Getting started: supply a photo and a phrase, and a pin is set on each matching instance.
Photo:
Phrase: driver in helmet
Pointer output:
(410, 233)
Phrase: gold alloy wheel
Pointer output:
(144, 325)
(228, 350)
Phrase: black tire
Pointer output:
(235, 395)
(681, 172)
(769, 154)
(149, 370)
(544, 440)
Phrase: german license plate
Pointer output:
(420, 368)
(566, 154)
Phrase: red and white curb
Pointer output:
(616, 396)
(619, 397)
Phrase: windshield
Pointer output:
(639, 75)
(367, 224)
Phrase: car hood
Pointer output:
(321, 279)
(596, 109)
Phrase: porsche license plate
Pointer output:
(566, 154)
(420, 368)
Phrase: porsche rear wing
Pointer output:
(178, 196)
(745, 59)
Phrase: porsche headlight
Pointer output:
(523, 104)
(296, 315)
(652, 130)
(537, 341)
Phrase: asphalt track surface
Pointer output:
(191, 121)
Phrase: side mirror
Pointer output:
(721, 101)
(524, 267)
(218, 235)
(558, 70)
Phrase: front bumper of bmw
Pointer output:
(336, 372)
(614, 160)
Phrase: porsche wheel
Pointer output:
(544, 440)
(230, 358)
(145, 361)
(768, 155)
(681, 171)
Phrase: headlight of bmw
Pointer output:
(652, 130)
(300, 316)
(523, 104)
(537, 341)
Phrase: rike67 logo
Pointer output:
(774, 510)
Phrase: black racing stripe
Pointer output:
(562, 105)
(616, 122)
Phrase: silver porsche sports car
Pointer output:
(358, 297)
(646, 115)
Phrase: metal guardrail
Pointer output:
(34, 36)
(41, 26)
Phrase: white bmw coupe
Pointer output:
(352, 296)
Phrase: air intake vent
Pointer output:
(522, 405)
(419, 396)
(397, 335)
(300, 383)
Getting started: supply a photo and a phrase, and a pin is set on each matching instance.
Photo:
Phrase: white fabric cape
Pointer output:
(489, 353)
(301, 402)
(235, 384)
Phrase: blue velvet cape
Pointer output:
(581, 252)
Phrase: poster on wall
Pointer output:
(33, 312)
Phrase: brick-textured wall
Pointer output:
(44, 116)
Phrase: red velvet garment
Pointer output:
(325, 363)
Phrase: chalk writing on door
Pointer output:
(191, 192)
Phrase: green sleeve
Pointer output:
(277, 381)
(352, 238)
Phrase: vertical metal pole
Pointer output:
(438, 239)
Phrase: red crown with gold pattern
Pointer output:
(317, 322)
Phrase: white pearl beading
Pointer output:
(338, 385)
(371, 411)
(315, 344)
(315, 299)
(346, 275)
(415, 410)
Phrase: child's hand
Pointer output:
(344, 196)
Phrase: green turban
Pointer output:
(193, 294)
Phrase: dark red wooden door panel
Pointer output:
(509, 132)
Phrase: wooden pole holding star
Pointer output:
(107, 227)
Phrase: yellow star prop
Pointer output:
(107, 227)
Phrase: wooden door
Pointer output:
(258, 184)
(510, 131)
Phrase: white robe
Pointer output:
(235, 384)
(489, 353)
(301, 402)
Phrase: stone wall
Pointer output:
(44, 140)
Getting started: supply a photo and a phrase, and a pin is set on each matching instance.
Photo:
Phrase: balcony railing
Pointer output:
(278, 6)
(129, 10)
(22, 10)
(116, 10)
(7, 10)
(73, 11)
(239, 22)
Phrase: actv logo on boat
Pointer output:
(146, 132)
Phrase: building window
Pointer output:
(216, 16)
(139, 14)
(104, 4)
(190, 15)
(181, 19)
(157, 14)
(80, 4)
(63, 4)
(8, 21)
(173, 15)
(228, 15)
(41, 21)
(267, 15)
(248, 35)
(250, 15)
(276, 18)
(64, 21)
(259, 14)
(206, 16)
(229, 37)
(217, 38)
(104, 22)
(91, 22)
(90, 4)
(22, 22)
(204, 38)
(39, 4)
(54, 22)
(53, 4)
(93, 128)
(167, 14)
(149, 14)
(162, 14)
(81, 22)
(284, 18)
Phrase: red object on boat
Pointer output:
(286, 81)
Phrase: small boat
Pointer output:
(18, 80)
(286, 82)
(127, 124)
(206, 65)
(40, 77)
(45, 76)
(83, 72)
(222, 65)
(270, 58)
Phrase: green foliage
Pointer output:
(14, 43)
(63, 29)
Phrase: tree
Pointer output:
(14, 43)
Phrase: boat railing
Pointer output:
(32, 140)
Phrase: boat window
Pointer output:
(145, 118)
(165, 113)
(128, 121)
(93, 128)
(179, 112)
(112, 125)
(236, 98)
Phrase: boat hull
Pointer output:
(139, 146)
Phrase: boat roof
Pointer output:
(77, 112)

:: TASK PROMPT ::
Copy out whichever lines of the listing contain the word "cape".

:: RESPONSE AREA ::
Phrase: white fabric cape
Phrase: blue velvet cape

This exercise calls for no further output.